# WORK INSTRUCTIONS
Which lines of the records contain the string "even", with case counting? Give back each such line in full.

# DATASET

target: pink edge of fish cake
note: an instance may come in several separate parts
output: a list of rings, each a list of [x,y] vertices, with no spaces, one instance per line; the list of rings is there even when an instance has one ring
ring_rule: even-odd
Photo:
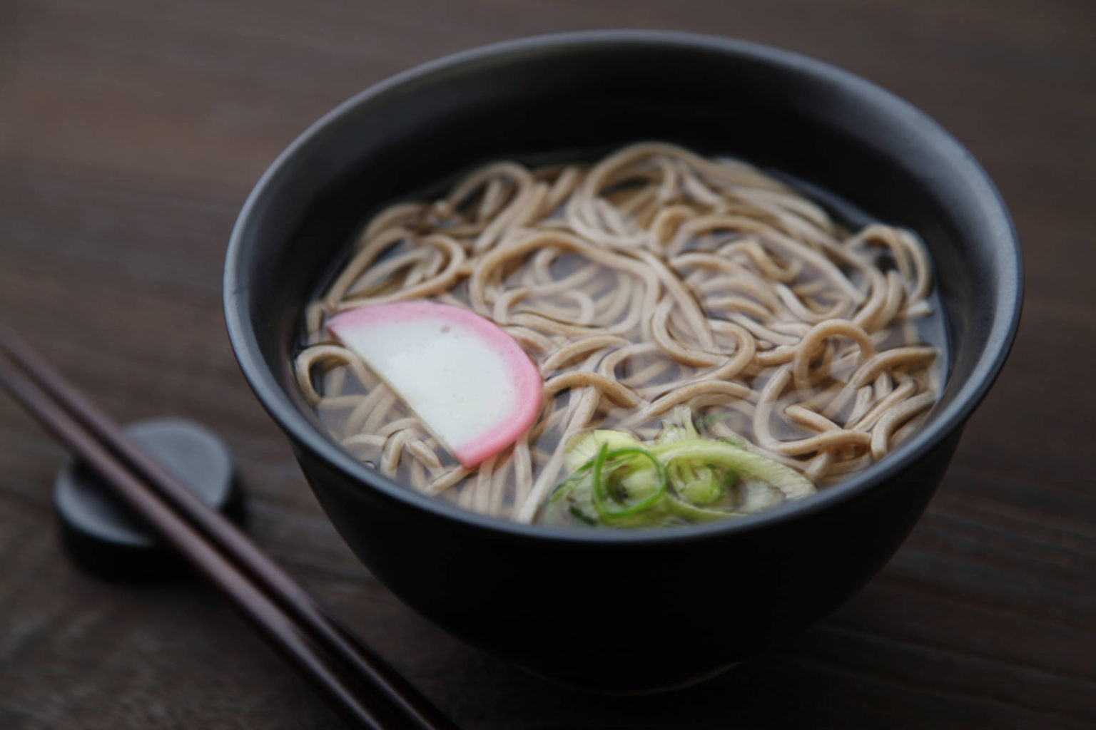
[[[491,354],[484,357],[498,357],[502,361],[503,369],[513,379],[516,402],[504,420],[486,432],[475,434],[470,440],[459,443],[449,443],[436,434],[461,466],[472,468],[516,441],[533,425],[540,410],[543,390],[540,372],[513,337],[475,312],[424,300],[374,304],[349,310],[332,317],[327,327],[345,344],[350,334],[362,327],[424,320],[460,327],[467,333],[475,334],[483,343],[484,351]],[[397,394],[403,397],[398,391]],[[425,422],[425,419],[423,420]],[[433,431],[429,422],[426,426]]]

# ANSWER TO THIS EXERCISE
output: a list of rings, each a list of [x,y] vertices, with no spaces, one instance per line; the list of rings is there even when an instance has one ring
ring_rule: even-odd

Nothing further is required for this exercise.